── Material supplied ──

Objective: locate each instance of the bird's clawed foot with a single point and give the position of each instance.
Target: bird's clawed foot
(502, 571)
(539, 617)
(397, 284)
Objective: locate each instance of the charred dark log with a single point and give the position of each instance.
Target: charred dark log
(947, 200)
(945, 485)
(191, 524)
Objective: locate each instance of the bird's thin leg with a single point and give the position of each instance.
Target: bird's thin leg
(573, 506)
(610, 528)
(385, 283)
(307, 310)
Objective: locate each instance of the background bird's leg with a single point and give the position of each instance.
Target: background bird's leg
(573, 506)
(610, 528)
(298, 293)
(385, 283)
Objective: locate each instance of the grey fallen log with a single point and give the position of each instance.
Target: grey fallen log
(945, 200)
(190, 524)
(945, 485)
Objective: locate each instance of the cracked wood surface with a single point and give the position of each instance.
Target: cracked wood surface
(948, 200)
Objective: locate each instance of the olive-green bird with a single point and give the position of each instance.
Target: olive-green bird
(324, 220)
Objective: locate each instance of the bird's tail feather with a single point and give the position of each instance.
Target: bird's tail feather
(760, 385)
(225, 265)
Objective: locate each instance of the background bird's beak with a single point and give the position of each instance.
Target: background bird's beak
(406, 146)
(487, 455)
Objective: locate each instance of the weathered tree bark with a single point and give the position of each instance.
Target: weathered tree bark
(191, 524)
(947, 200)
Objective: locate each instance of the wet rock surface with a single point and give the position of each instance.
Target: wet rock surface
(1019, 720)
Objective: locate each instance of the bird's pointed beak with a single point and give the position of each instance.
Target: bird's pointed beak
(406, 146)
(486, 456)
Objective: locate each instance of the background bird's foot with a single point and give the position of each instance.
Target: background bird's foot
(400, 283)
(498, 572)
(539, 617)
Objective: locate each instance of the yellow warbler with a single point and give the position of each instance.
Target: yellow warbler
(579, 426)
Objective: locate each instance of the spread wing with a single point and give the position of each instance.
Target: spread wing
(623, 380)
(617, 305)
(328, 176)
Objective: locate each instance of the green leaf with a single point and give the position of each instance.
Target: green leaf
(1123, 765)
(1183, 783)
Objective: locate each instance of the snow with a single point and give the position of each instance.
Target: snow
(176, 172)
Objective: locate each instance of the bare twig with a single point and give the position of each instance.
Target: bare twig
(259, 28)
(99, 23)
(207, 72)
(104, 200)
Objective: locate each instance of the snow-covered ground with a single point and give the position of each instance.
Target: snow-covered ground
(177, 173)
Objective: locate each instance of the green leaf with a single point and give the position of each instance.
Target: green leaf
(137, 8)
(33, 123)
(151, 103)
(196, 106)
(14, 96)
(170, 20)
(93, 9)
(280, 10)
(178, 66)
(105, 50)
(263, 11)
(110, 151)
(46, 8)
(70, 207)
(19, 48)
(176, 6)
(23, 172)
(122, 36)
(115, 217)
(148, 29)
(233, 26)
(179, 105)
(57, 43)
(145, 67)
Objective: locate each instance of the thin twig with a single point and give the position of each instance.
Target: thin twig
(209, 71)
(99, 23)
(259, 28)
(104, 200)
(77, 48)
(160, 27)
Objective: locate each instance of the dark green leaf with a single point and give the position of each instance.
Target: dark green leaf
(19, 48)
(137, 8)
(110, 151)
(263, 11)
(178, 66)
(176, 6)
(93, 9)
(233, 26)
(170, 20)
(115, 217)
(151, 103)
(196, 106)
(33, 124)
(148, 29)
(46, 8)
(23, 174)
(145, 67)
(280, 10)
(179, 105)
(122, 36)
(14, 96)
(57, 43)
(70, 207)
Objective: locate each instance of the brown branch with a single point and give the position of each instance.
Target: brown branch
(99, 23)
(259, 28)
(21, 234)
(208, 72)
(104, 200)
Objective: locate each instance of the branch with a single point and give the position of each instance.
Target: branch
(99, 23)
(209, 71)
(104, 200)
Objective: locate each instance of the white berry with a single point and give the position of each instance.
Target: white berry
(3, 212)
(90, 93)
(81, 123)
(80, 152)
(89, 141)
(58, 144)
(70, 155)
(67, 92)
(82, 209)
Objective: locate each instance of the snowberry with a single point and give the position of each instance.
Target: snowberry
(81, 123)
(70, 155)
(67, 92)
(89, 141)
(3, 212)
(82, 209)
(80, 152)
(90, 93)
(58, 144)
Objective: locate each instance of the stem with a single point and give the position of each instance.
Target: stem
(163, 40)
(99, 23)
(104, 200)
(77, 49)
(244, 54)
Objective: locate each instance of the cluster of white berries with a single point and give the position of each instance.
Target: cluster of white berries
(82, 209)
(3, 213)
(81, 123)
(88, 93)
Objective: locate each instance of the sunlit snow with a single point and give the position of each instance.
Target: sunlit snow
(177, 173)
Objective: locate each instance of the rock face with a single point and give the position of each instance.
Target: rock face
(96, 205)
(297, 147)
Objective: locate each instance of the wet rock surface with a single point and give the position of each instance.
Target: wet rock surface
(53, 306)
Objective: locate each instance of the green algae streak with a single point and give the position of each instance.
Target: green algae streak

───
── Material supplied ──

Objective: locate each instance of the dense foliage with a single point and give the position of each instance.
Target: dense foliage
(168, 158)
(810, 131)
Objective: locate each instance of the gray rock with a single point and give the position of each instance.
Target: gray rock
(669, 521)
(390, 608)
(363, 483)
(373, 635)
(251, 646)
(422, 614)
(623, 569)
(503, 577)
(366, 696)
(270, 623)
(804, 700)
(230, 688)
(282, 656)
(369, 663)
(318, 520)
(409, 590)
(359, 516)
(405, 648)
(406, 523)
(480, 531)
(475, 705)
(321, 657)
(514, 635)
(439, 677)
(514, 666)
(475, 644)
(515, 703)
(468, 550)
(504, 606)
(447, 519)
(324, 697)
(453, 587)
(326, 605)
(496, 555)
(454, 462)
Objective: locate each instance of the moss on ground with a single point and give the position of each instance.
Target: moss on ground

───

Exercise aim
Count the lines above that contain the word "branch" and give only that number.

Response below
4